┌─ SOURCE DATA

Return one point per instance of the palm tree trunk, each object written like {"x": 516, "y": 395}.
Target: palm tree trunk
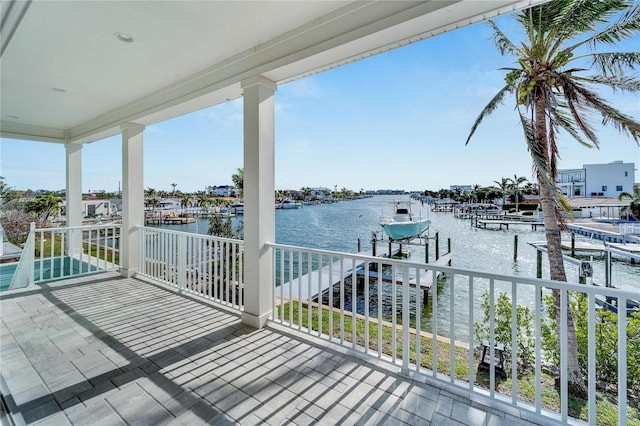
{"x": 575, "y": 379}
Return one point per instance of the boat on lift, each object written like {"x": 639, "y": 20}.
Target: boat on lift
{"x": 404, "y": 224}
{"x": 289, "y": 204}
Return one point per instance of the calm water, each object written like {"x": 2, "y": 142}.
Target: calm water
{"x": 338, "y": 227}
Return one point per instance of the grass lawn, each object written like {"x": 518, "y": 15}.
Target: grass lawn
{"x": 53, "y": 247}
{"x": 381, "y": 336}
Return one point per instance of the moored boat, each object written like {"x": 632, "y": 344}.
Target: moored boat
{"x": 237, "y": 207}
{"x": 290, "y": 204}
{"x": 404, "y": 224}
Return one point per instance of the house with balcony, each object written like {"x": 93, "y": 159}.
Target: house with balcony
{"x": 222, "y": 191}
{"x": 597, "y": 180}
{"x": 129, "y": 324}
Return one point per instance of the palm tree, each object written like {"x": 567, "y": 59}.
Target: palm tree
{"x": 45, "y": 206}
{"x": 634, "y": 206}
{"x": 185, "y": 201}
{"x": 150, "y": 193}
{"x": 504, "y": 187}
{"x": 553, "y": 93}
{"x": 238, "y": 180}
{"x": 515, "y": 186}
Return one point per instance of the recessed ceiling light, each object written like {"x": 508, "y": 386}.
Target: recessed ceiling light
{"x": 123, "y": 37}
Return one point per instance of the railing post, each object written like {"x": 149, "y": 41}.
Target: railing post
{"x": 406, "y": 344}
{"x": 182, "y": 262}
{"x": 31, "y": 255}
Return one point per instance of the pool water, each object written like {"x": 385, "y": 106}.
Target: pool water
{"x": 47, "y": 269}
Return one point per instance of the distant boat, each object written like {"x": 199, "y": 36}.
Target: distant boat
{"x": 237, "y": 207}
{"x": 289, "y": 204}
{"x": 404, "y": 224}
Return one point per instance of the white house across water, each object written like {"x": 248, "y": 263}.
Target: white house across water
{"x": 221, "y": 344}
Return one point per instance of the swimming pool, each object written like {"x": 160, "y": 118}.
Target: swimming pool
{"x": 47, "y": 270}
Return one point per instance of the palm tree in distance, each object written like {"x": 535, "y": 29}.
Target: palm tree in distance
{"x": 503, "y": 184}
{"x": 515, "y": 186}
{"x": 634, "y": 207}
{"x": 238, "y": 180}
{"x": 553, "y": 92}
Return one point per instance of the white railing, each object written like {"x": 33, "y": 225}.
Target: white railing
{"x": 23, "y": 275}
{"x": 629, "y": 228}
{"x": 206, "y": 266}
{"x": 60, "y": 253}
{"x": 394, "y": 322}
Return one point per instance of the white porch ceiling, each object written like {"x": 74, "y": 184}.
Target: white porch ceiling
{"x": 65, "y": 77}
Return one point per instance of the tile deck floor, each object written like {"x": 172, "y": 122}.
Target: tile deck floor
{"x": 106, "y": 350}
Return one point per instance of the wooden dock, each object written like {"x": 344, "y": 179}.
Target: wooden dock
{"x": 309, "y": 286}
{"x": 169, "y": 220}
{"x": 506, "y": 223}
{"x": 424, "y": 280}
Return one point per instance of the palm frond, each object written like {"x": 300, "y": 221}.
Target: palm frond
{"x": 573, "y": 104}
{"x": 494, "y": 103}
{"x": 567, "y": 123}
{"x": 501, "y": 40}
{"x": 615, "y": 63}
{"x": 624, "y": 83}
{"x": 536, "y": 150}
{"x": 610, "y": 115}
{"x": 625, "y": 27}
{"x": 541, "y": 167}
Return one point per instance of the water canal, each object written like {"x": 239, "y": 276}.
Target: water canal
{"x": 338, "y": 227}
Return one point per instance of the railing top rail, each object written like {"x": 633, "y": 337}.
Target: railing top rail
{"x": 84, "y": 227}
{"x": 189, "y": 234}
{"x": 583, "y": 288}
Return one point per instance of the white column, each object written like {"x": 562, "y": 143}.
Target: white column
{"x": 74, "y": 196}
{"x": 259, "y": 187}
{"x": 132, "y": 196}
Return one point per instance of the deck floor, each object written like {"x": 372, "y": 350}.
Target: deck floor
{"x": 106, "y": 350}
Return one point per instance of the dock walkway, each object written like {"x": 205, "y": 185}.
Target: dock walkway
{"x": 506, "y": 223}
{"x": 309, "y": 286}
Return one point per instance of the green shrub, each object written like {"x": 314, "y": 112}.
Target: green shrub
{"x": 525, "y": 323}
{"x": 606, "y": 336}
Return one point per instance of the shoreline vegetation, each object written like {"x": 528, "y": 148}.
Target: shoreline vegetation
{"x": 606, "y": 398}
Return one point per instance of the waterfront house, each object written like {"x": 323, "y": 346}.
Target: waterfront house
{"x": 222, "y": 191}
{"x": 597, "y": 180}
{"x": 191, "y": 329}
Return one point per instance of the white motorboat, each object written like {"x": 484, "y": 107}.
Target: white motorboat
{"x": 290, "y": 204}
{"x": 237, "y": 207}
{"x": 404, "y": 224}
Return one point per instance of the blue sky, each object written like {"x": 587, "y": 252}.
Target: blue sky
{"x": 396, "y": 120}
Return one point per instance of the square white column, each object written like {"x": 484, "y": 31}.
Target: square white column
{"x": 132, "y": 196}
{"x": 74, "y": 197}
{"x": 259, "y": 188}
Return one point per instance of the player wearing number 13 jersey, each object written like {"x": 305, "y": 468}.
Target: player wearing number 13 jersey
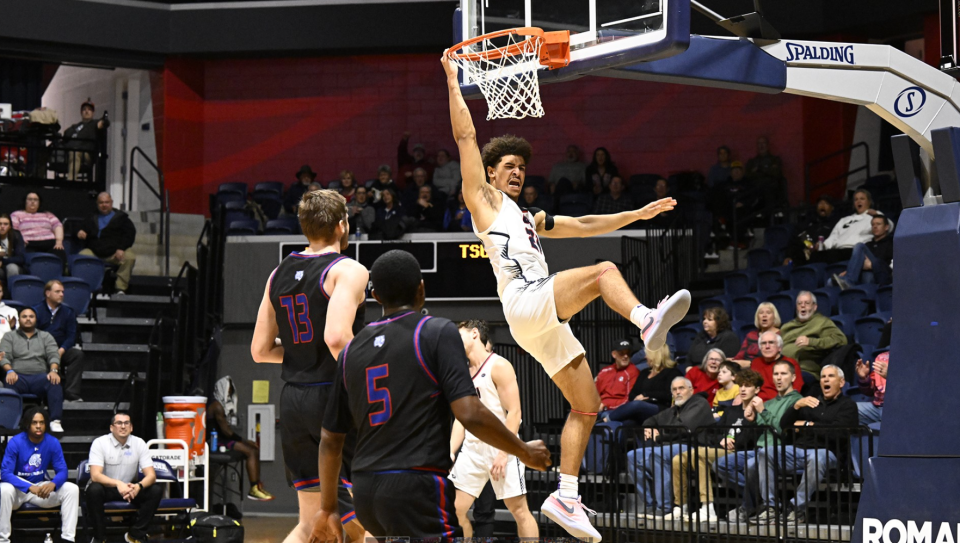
{"x": 536, "y": 304}
{"x": 313, "y": 303}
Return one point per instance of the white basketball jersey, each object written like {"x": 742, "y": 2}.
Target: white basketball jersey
{"x": 513, "y": 246}
{"x": 487, "y": 391}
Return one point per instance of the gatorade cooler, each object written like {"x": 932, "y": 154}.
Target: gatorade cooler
{"x": 198, "y": 406}
{"x": 179, "y": 425}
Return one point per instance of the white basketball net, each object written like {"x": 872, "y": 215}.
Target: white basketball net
{"x": 509, "y": 83}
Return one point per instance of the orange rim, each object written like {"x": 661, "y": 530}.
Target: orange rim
{"x": 513, "y": 49}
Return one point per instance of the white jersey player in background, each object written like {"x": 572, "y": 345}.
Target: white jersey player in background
{"x": 536, "y": 304}
{"x": 496, "y": 384}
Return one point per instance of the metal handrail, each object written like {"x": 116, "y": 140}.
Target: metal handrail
{"x": 162, "y": 194}
{"x": 808, "y": 189}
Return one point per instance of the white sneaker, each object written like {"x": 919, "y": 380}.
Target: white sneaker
{"x": 569, "y": 514}
{"x": 658, "y": 322}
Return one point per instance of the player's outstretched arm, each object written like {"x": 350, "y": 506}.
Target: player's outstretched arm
{"x": 479, "y": 421}
{"x": 326, "y": 522}
{"x": 481, "y": 199}
{"x": 348, "y": 283}
{"x": 264, "y": 346}
{"x": 593, "y": 225}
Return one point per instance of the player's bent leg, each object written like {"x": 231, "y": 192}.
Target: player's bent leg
{"x": 526, "y": 524}
{"x": 463, "y": 503}
{"x": 309, "y": 504}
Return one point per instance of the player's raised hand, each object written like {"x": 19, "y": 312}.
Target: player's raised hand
{"x": 653, "y": 209}
{"x": 537, "y": 456}
{"x": 326, "y": 527}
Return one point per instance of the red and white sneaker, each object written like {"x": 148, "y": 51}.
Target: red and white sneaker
{"x": 570, "y": 515}
{"x": 658, "y": 322}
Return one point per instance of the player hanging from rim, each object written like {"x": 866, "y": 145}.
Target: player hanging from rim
{"x": 312, "y": 306}
{"x": 537, "y": 305}
{"x": 496, "y": 384}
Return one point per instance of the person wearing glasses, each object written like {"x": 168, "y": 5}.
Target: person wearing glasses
{"x": 115, "y": 460}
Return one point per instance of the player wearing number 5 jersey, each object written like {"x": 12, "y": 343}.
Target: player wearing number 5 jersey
{"x": 398, "y": 383}
{"x": 536, "y": 304}
{"x": 313, "y": 304}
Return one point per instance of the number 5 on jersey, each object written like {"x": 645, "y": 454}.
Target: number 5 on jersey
{"x": 379, "y": 395}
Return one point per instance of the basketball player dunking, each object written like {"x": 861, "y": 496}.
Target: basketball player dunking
{"x": 313, "y": 304}
{"x": 536, "y": 304}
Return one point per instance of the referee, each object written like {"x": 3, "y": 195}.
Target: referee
{"x": 400, "y": 382}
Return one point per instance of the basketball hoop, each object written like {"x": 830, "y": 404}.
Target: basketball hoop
{"x": 507, "y": 73}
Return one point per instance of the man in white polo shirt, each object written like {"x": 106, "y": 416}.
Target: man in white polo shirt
{"x": 114, "y": 460}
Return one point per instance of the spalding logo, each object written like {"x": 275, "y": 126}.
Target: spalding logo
{"x": 910, "y": 101}
{"x": 837, "y": 53}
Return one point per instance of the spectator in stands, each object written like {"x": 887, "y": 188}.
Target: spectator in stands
{"x": 428, "y": 215}
{"x": 348, "y": 185}
{"x": 771, "y": 348}
{"x": 615, "y": 381}
{"x": 81, "y": 139}
{"x": 734, "y": 434}
{"x": 41, "y": 230}
{"x": 728, "y": 393}
{"x": 11, "y": 249}
{"x": 765, "y": 173}
{"x": 390, "y": 222}
{"x": 646, "y": 466}
{"x": 601, "y": 170}
{"x": 109, "y": 234}
{"x": 613, "y": 201}
{"x": 60, "y": 321}
{"x": 819, "y": 225}
{"x": 114, "y": 461}
{"x": 29, "y": 455}
{"x": 849, "y": 231}
{"x": 533, "y": 198}
{"x": 361, "y": 213}
{"x": 767, "y": 318}
{"x": 704, "y": 376}
{"x": 457, "y": 216}
{"x": 816, "y": 452}
{"x": 304, "y": 176}
{"x": 31, "y": 364}
{"x": 873, "y": 383}
{"x": 8, "y": 317}
{"x": 407, "y": 162}
{"x": 570, "y": 169}
{"x": 720, "y": 172}
{"x": 222, "y": 417}
{"x": 876, "y": 255}
{"x": 716, "y": 333}
{"x": 651, "y": 391}
{"x": 446, "y": 176}
{"x": 810, "y": 337}
{"x": 740, "y": 469}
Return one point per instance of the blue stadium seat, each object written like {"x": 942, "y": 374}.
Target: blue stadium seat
{"x": 44, "y": 265}
{"x": 11, "y": 408}
{"x": 233, "y": 187}
{"x": 89, "y": 268}
{"x": 272, "y": 186}
{"x": 868, "y": 330}
{"x": 76, "y": 294}
{"x": 846, "y": 324}
{"x": 739, "y": 283}
{"x": 760, "y": 259}
{"x": 885, "y": 298}
{"x": 26, "y": 289}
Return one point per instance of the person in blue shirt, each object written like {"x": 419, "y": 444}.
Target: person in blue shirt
{"x": 60, "y": 321}
{"x": 28, "y": 456}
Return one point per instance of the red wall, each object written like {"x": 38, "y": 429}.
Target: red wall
{"x": 258, "y": 120}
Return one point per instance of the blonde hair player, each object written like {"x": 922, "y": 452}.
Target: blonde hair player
{"x": 537, "y": 304}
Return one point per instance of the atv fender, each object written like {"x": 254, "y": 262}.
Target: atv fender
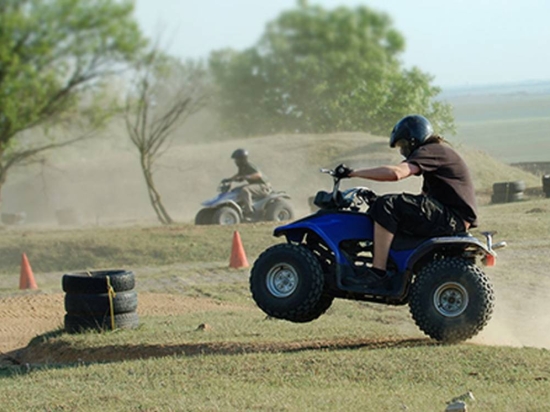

└─

▸ **TASK DIRECTIONS**: The answer should be a single number: the count of lines in the data that include the string "fender".

▸ **ANSWER FOR THIS EXERCISE**: 2